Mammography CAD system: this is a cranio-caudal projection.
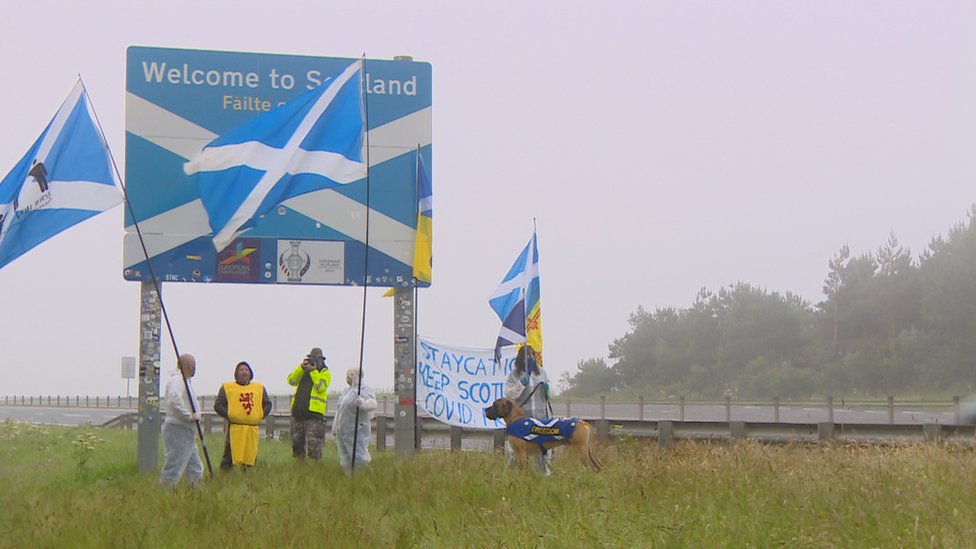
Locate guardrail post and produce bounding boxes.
[817,423,834,442]
[416,408,424,450]
[451,425,461,452]
[491,429,505,451]
[729,421,746,442]
[376,416,386,452]
[657,421,674,448]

------------------------------------------------------------------------

Write out all the records above again, including the requests, and shift every bounding box coordinate by -11. Omit the pictures.

Mammography CAD system: this is a cranio-caudal projection.
Locate guardrail post and produce bounding boxes.
[806,412,823,431]
[405,397,413,439]
[440,414,450,441]
[480,418,494,440]
[718,410,735,431]
[365,405,375,441]
[646,410,663,437]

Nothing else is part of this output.